▶ _PROVIDED MATERIAL_:
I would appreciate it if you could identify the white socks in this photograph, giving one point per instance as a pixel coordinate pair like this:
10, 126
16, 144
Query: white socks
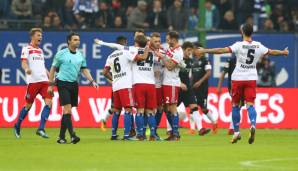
210, 117
197, 119
192, 122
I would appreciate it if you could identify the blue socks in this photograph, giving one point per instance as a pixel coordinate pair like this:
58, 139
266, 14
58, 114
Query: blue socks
252, 115
139, 123
132, 122
236, 117
169, 118
44, 116
115, 120
158, 116
152, 124
127, 123
145, 125
175, 122
23, 114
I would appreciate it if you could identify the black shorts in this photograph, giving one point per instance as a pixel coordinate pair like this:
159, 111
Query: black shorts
68, 93
187, 97
201, 95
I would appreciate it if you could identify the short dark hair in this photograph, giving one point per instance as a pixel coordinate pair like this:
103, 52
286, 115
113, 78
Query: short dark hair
141, 40
121, 40
69, 36
247, 29
173, 35
34, 30
186, 45
139, 30
155, 34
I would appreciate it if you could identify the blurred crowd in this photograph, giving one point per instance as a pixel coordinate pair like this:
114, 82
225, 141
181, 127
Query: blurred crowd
266, 15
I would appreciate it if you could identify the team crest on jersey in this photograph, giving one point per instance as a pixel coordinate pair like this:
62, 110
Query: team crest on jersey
27, 96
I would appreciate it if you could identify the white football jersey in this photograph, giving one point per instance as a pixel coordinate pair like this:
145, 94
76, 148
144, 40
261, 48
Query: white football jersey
247, 54
120, 63
158, 69
36, 63
171, 78
143, 72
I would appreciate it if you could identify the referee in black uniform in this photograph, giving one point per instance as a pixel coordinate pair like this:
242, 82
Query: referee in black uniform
201, 71
187, 95
71, 64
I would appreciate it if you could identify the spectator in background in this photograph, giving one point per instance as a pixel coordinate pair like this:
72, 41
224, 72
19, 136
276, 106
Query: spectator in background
4, 8
47, 22
177, 16
244, 9
229, 22
249, 20
39, 8
68, 16
284, 26
57, 24
84, 11
157, 16
266, 73
268, 25
259, 14
104, 18
118, 23
212, 18
223, 6
294, 16
138, 16
117, 8
21, 9
193, 19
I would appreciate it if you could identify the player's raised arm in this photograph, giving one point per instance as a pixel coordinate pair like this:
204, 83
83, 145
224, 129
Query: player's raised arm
106, 73
220, 81
275, 52
141, 41
110, 45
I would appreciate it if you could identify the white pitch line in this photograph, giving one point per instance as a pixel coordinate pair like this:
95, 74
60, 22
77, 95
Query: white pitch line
256, 163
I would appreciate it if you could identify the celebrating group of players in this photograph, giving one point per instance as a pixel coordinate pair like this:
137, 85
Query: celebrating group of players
147, 76
155, 79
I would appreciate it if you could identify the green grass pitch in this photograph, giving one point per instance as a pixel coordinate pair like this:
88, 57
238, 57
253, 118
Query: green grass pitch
272, 150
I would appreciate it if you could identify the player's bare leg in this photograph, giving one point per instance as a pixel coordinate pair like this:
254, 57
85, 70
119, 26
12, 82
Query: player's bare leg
66, 124
44, 117
175, 121
211, 118
22, 116
127, 124
104, 120
115, 121
236, 123
252, 116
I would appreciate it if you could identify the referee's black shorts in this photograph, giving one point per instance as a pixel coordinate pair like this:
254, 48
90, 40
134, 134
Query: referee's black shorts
68, 93
187, 97
201, 95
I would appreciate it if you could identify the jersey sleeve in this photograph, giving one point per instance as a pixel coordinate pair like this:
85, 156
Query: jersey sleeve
57, 60
234, 47
133, 53
175, 57
264, 50
207, 65
25, 53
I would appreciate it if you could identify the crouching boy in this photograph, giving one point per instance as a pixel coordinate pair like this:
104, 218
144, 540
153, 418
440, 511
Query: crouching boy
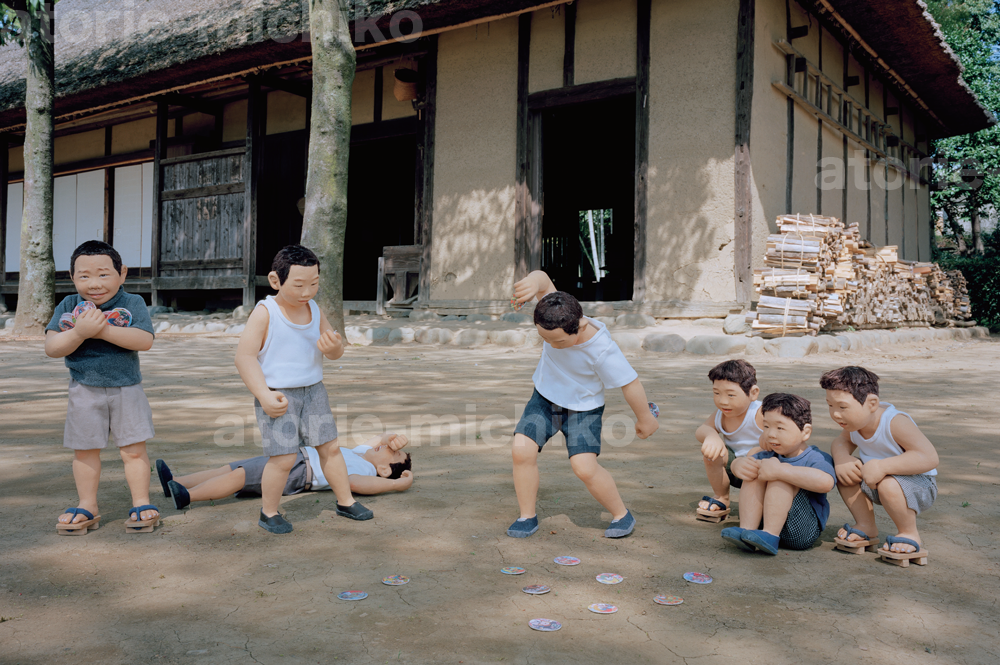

▶ _CHALLENGE_:
Please copy out, word for word, the lines of the data from the one containing "I would appreciate it if you could identify the crouching" through the end of the data, both included, leaving out any pictures.

▶ _EXERCISE OUTPUT_:
I would appreciate it if you could identify the crouching boy in this photograph, giving one point per instance as a pixel coordinate pair like this:
104, 218
144, 540
153, 418
440, 511
Query: crouching boy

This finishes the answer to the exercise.